## Exercise directions
Repeat each record exactly as written, and drop any images.

(Location labeling records)
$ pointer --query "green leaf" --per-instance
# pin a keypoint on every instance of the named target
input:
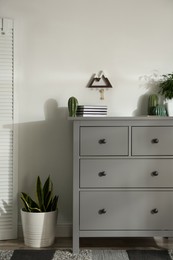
(40, 195)
(28, 202)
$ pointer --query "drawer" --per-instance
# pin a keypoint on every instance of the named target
(119, 210)
(126, 173)
(104, 141)
(152, 140)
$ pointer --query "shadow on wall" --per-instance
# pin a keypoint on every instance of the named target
(45, 147)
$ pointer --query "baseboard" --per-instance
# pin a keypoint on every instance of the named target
(62, 230)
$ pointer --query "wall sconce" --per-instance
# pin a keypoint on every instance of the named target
(100, 82)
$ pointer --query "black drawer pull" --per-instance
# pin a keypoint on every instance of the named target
(102, 211)
(155, 141)
(102, 174)
(102, 141)
(155, 173)
(154, 211)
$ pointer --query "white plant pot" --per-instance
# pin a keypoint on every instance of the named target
(169, 106)
(39, 228)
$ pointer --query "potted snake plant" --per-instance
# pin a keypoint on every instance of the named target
(39, 217)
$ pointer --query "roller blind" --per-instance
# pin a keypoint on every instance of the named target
(8, 204)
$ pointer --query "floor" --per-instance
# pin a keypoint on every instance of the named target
(89, 243)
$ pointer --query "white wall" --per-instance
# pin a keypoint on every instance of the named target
(59, 44)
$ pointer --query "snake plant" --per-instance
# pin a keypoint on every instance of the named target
(45, 200)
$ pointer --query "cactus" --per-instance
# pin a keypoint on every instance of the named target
(152, 103)
(72, 106)
(159, 111)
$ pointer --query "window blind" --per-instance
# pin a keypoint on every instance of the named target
(8, 204)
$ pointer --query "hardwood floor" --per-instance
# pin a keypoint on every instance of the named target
(90, 243)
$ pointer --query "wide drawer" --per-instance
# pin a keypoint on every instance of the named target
(104, 141)
(152, 140)
(125, 210)
(126, 173)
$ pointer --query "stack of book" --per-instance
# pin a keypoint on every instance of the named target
(91, 110)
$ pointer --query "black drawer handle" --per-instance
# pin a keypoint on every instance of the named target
(102, 174)
(155, 173)
(155, 141)
(154, 211)
(102, 141)
(102, 211)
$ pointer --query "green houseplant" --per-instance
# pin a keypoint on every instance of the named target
(39, 217)
(166, 90)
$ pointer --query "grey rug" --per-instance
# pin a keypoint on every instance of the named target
(86, 255)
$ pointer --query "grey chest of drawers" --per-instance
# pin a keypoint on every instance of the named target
(122, 177)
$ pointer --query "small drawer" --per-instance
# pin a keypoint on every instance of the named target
(152, 140)
(126, 210)
(104, 141)
(126, 173)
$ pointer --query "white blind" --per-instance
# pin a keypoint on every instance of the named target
(8, 205)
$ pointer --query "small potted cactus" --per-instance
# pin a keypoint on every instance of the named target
(166, 90)
(72, 106)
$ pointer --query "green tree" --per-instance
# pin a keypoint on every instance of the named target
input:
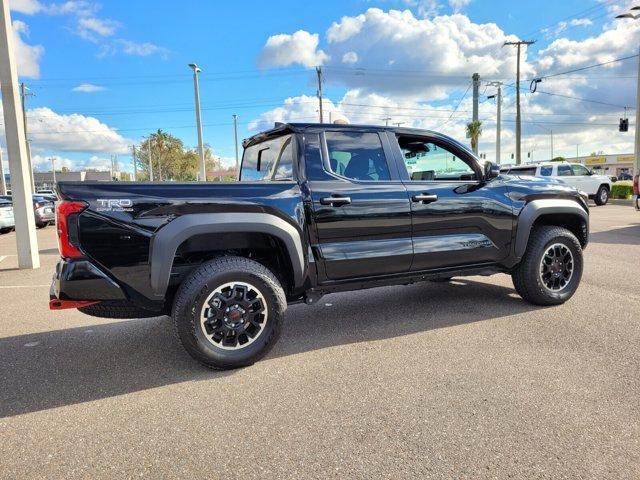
(171, 160)
(474, 131)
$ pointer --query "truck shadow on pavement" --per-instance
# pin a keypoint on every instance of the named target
(620, 236)
(64, 367)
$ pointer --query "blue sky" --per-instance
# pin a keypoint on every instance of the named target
(130, 58)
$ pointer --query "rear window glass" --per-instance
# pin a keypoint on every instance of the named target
(272, 159)
(523, 171)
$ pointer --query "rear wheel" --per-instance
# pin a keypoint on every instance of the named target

## Final result
$ pointer --query "green leaf" --per-instance
# pin a keypoint on every instance of the named target
input:
(40, 195)
(28, 202)
$ pointer --query "drawer" --per-instance
# pin a keypoint on every instance of the named target
(119, 210)
(126, 173)
(104, 141)
(152, 140)
$ pointer --query "shadow on wall" --per-instance
# pin a keypoint on every instance of the named target
(45, 147)
$ pointer --query "baseboard" --per-instance
# pin a keypoint on every instance of the named target
(62, 230)
$ pointer --query "wall sconce" --per-instance
# pin a keypoint on every instance of the named target
(100, 82)
$ pointer --query "black drawer pull" --per-instance
# pin a keypoint on every instance of the named target
(102, 211)
(155, 141)
(102, 174)
(102, 141)
(155, 173)
(154, 211)
$ pointer --query "white plant pot" --per-instance
# pin a keypoint on every instance of the named target
(169, 106)
(39, 228)
$ pointer --query "potted snake plant" --per-instance
# pin a keypoint on every instance of the named target
(39, 217)
$ pointer --query "roller blind" --per-instance
# pin a keypoint on every instance of the named target
(8, 204)
$ pointer --query "floor" --per-instance
# pin a keypoint on every instance of the named target
(89, 243)
$ pointer --query "white wall" --per-instance
# pin a keypoint on every instance of the named target
(59, 44)
$ pointer --query "snake plant" --per-instance
# pin a keypoint on every instance of the named target
(45, 200)
$ pointer --query "cactus" --per-instance
# pin a keypoint on every instance of the named target
(152, 103)
(72, 106)
(159, 111)
$ pointer --query "window blind" --per-instance
# pin a keypoint on every instance of the named target
(8, 204)
$ pointer --query "hardwood floor" --per-instance
# pin a keypoint on every instance of the named target
(90, 243)
$ pointer --query "wide drawer" --per-instance
# pin a keypoint on every instance of the named target
(104, 141)
(152, 140)
(125, 210)
(126, 173)
$ pointer --query "stack of book" --per-instance
# pin a keypoint on every instance of the named target
(91, 110)
$ pointer --query "black drawer handle" --per-instance
# pin a keypoint on every instance of the named target
(102, 174)
(155, 173)
(155, 141)
(154, 211)
(102, 141)
(102, 211)
$ pointer --query "green houseplant" --per-instance
# pin a keypoint on every instance of the named target
(39, 217)
(166, 90)
$ pointer --query "grey rug" --per-instance
# pin a keypoint on every instance of the named target
(86, 255)
$ pointer --query "grey chest of drawers" --per-instance
# pin a keypoint on every instance of the named target
(122, 177)
$ pointer --query "small drawer" --per-instance
# pin a keypoint on every instance of the named target
(152, 140)
(126, 210)
(104, 141)
(126, 173)
$ pointer --query "white blind" --per-instance
# pin a keypoint on every instance of the named target
(8, 205)
$ pointer --query "small potted cactus" --per-instance
# pin a keypoint on every instance of the named target
(166, 90)
(72, 106)
$ pointer --query "green tree" --per-instance
# pin a keypoint on every instance of the named target
input:
(171, 160)
(474, 131)
$ pointer --query "truck shadow on pavement" --per-instance
# pin a keypoint on every instance of the named target
(620, 236)
(64, 367)
$ pointer --query "blue sky" --per-instance
# pin a keypoint on every instance of the named target
(130, 58)
$ pointer --query "rear window glass" --per-instance
# pin a keypoint on every instance of the named target
(272, 159)
(523, 171)
$ pointer --query "rear wheel" --per-instance
# pin a keypoint on every instance of the named target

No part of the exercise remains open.